Aim
Reproduce every line of the data from the start up to and including the line containing "x=218, y=200", offsetting both x and y of each answer point coordinate by +85. Leave the sample coordinates that follow "in the form" unchanged.

Supplied data
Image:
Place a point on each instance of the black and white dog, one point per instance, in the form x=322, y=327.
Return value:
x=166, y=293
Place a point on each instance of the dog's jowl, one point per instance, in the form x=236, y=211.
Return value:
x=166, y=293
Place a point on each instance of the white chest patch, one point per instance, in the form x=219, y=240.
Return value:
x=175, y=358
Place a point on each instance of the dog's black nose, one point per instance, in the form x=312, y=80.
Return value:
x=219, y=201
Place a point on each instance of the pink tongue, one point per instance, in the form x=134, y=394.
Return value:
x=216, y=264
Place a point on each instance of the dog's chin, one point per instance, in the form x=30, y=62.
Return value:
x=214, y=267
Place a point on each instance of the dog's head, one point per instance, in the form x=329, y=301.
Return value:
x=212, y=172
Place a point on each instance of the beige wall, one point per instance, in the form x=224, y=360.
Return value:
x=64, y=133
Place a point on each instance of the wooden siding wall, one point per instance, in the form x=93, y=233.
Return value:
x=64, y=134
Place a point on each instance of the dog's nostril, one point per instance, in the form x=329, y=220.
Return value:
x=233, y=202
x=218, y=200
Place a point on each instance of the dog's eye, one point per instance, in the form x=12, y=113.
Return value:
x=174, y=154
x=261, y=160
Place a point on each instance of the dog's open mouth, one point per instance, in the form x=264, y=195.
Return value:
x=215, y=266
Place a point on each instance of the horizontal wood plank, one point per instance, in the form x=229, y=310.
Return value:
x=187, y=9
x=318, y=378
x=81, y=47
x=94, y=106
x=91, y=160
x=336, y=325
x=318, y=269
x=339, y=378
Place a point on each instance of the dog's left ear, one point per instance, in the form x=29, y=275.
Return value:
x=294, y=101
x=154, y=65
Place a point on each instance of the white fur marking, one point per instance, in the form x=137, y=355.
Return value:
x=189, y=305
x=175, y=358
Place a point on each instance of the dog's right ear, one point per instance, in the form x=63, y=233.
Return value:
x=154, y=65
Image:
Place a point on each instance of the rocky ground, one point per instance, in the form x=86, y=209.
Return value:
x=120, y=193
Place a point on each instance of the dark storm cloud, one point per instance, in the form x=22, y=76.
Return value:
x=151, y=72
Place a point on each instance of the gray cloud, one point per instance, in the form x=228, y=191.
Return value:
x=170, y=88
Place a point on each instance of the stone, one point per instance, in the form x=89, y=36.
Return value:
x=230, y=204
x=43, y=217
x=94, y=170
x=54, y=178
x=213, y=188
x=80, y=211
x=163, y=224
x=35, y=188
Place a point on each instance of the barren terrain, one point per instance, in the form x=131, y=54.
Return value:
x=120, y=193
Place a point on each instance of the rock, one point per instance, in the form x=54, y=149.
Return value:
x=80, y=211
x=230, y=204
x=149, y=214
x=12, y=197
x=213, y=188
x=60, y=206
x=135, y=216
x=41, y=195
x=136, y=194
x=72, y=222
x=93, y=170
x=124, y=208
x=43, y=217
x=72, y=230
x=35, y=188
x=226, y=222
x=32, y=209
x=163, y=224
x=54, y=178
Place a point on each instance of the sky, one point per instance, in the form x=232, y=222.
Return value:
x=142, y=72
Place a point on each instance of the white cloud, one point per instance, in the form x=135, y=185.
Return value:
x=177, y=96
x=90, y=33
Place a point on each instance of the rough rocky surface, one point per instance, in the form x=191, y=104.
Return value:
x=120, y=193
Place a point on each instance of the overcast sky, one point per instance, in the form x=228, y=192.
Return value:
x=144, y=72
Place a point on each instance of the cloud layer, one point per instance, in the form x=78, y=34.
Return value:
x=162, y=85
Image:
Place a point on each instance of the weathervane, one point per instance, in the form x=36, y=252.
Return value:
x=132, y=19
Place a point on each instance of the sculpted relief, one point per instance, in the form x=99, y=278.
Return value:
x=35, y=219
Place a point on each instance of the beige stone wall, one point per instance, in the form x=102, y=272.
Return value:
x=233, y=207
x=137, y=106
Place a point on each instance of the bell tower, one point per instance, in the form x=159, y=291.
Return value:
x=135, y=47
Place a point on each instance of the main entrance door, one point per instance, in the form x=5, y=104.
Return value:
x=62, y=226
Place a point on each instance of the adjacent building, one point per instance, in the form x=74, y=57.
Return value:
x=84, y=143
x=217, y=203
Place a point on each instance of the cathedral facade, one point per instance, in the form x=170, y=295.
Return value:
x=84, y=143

Expected output
Image:
Place a point on each instance of the black and white dog, one point per instance, in the form x=322, y=327.
Return value:
x=251, y=378
Place a point on each instance of the dog's jowl, one point per instance, in the form x=236, y=211.
Return value:
x=251, y=378
Place a point on each instance of the white chest patch, one point per instance, in the form x=219, y=240.
Return value:
x=260, y=443
Place a point on each instance of the dog's black nose, one point per instance, in the form x=312, y=80.
Return value:
x=304, y=286
Place a point on each instance of the pink tongue, one point per instance, in the form x=134, y=394.
Return value:
x=301, y=349
Place a point on each instance of the dog's chin, one point per instance, in the form x=30, y=62.
Return value:
x=299, y=352
Place a point on each instance of the dog's head, one point per instance, in the form x=329, y=301.
Return value:
x=297, y=257
Place a point on each instance of the beige wall, one point per instance, in the form x=224, y=360.
Return value:
x=149, y=218
Place a point on each instance of the wooden siding wall, one point per instance, in the form x=93, y=233.
Return value:
x=149, y=219
Place a point on each instance of the dog's nostril, one point per instance, in the form x=329, y=220.
Return value:
x=318, y=287
x=303, y=285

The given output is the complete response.